▸ Aim of the task:
Copy all of the material below word for word, but leave the picture out of your copy.

Start

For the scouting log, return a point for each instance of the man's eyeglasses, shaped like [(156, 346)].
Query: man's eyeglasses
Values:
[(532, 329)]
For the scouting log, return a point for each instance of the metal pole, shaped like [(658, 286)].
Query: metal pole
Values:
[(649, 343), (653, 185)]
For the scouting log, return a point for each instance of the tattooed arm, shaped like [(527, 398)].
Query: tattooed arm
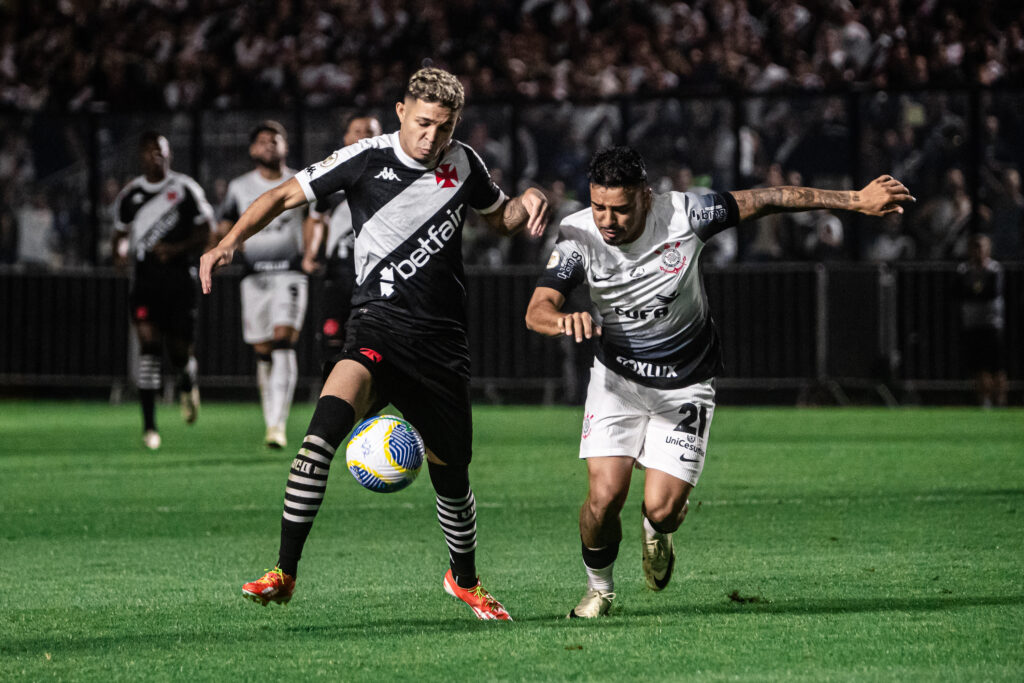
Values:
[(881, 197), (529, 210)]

End

▸ Task response:
For the scouting log, return a point for each instance of the man's eyeglasses, shaped like [(156, 346)].
Query: man's eyeglasses
Values:
[(532, 329)]
For the scouting log, return a point for each instance of the metal pole, shaped like [(658, 286)].
Query: metal pole
Values:
[(649, 343), (653, 185)]
For the scouting log, return a point for each instance of the tattooed arm, shaped like [(527, 398)].
Query: tattooed arm
Values:
[(881, 197), (529, 210)]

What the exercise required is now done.